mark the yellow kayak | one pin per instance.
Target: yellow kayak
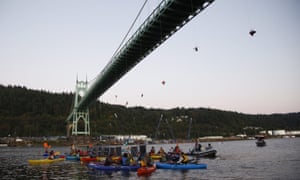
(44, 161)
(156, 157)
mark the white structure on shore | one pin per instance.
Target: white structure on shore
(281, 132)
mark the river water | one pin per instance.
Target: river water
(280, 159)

• • • • •

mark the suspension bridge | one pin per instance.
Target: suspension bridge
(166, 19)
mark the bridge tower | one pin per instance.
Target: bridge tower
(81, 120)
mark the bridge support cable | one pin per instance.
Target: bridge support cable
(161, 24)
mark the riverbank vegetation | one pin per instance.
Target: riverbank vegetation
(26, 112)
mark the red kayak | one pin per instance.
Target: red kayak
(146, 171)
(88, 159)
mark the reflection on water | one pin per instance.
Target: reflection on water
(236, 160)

• • • • •

What lines above contain the word "instance"? Please copy each one.

Expected answer:
mark the yellow kayak | one pin per instance.
mark the white structure on shore | one pin per instance.
mark the river water | one pin per instance.
mark the suspension bridge | one pin per instance.
mark the bridge tower | one pin per instance.
mark the bridge support cable | one pin per instance.
mark the riverbank vegetation | one pin per instance.
mark the red kayak | one pin per instance.
mark the reflection on water | one pin per instance.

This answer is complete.